[Saved entries]
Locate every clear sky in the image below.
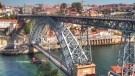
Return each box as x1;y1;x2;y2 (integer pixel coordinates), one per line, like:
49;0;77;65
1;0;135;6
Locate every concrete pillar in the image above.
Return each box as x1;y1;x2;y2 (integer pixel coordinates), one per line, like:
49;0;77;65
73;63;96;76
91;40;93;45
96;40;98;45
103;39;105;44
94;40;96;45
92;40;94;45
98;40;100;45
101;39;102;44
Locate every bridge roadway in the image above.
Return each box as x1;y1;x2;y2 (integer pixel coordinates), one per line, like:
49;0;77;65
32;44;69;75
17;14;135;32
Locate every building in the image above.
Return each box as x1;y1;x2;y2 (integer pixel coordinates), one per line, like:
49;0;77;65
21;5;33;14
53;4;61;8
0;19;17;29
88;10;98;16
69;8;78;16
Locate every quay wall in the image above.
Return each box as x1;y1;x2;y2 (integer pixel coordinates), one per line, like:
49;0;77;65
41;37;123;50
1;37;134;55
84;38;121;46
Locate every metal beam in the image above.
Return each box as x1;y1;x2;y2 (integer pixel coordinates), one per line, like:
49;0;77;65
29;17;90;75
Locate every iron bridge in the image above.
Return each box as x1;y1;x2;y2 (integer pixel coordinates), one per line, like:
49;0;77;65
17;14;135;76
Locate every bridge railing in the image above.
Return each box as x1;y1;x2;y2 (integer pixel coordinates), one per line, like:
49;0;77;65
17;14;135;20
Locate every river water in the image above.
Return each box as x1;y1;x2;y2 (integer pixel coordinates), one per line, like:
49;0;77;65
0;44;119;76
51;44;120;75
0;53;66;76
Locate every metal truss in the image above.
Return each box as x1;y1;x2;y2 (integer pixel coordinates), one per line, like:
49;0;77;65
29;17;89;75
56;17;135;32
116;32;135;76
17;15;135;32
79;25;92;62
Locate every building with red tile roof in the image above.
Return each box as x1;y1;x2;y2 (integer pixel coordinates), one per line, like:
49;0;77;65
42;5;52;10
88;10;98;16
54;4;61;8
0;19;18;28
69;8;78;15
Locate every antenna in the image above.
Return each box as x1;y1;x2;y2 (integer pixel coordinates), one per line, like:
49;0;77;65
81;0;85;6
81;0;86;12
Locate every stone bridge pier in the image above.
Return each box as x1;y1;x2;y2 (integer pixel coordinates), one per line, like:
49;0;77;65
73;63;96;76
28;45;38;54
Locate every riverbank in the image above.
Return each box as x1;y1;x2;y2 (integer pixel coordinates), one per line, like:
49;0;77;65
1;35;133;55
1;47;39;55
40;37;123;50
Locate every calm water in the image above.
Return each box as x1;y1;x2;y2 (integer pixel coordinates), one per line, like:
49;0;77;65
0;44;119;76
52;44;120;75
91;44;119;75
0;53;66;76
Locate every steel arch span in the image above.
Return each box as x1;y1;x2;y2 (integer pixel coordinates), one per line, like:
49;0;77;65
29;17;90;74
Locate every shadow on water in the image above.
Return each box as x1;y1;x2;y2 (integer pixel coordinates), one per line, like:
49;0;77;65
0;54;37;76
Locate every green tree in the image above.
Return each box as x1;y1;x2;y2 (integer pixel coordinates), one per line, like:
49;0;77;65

...

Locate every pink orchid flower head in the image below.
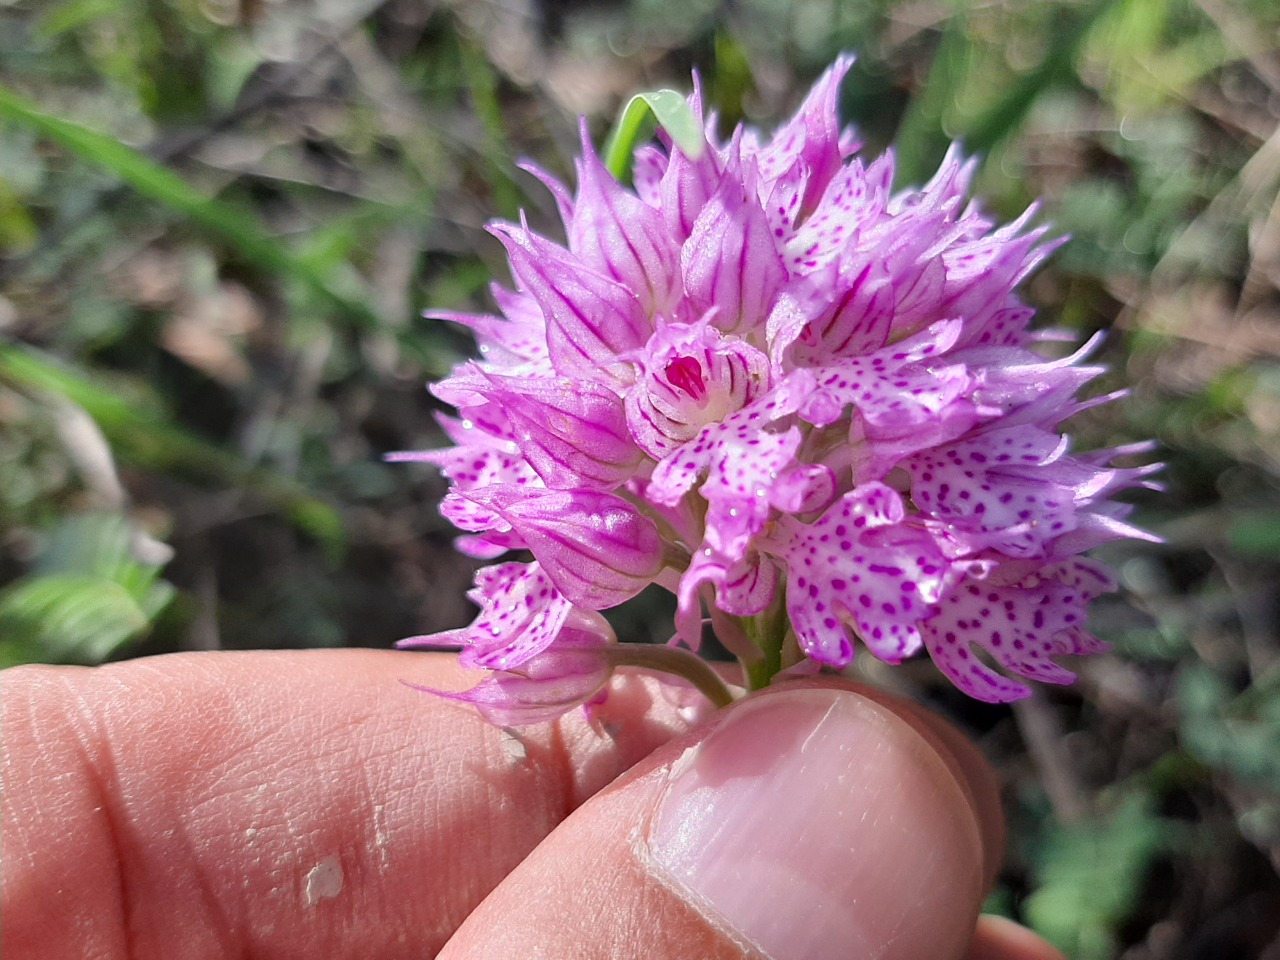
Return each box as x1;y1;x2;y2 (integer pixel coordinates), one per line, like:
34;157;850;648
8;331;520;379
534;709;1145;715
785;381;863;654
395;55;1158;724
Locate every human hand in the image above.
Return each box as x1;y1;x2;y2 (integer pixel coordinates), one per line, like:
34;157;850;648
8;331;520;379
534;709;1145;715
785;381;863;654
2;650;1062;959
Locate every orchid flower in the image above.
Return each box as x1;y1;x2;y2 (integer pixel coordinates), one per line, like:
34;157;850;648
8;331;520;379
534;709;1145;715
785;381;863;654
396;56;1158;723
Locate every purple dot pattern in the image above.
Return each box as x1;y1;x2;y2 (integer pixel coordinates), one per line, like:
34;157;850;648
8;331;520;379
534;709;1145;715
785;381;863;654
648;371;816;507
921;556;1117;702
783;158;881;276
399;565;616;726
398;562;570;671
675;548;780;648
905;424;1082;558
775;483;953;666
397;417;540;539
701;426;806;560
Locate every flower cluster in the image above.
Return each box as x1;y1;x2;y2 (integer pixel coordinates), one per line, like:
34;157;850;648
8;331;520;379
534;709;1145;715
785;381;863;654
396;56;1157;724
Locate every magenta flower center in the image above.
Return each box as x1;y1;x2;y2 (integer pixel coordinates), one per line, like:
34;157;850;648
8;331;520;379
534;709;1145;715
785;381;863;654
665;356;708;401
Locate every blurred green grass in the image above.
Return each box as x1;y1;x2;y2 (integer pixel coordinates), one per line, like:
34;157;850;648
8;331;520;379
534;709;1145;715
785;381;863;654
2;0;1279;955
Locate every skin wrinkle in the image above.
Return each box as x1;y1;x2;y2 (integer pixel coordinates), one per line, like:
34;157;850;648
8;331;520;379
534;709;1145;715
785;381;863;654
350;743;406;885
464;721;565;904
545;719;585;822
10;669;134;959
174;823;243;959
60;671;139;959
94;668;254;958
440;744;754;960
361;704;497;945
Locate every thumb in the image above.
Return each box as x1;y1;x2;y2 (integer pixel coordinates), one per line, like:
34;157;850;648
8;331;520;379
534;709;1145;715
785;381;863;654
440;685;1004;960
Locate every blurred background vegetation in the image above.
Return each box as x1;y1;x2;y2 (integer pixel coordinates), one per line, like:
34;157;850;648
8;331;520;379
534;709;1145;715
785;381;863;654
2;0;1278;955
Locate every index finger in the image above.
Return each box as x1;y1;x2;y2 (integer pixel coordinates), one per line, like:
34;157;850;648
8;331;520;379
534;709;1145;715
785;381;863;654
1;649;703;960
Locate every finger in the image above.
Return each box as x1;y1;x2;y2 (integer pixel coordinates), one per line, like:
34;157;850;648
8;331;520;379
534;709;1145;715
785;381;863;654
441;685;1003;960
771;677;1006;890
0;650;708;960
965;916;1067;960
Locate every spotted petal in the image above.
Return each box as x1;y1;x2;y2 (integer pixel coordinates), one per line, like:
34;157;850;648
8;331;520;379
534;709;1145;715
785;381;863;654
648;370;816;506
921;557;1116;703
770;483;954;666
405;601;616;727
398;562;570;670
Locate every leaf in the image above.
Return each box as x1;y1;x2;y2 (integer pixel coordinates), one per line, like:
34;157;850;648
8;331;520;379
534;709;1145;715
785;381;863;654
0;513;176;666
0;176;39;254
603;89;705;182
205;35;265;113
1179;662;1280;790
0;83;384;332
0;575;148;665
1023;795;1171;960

What you are asked to do: Where a line of the data holds "orchid", show that line.

Exercise answer:
Locate every pink orchid flower head in the image below.
Locate every orchid flower in the image above.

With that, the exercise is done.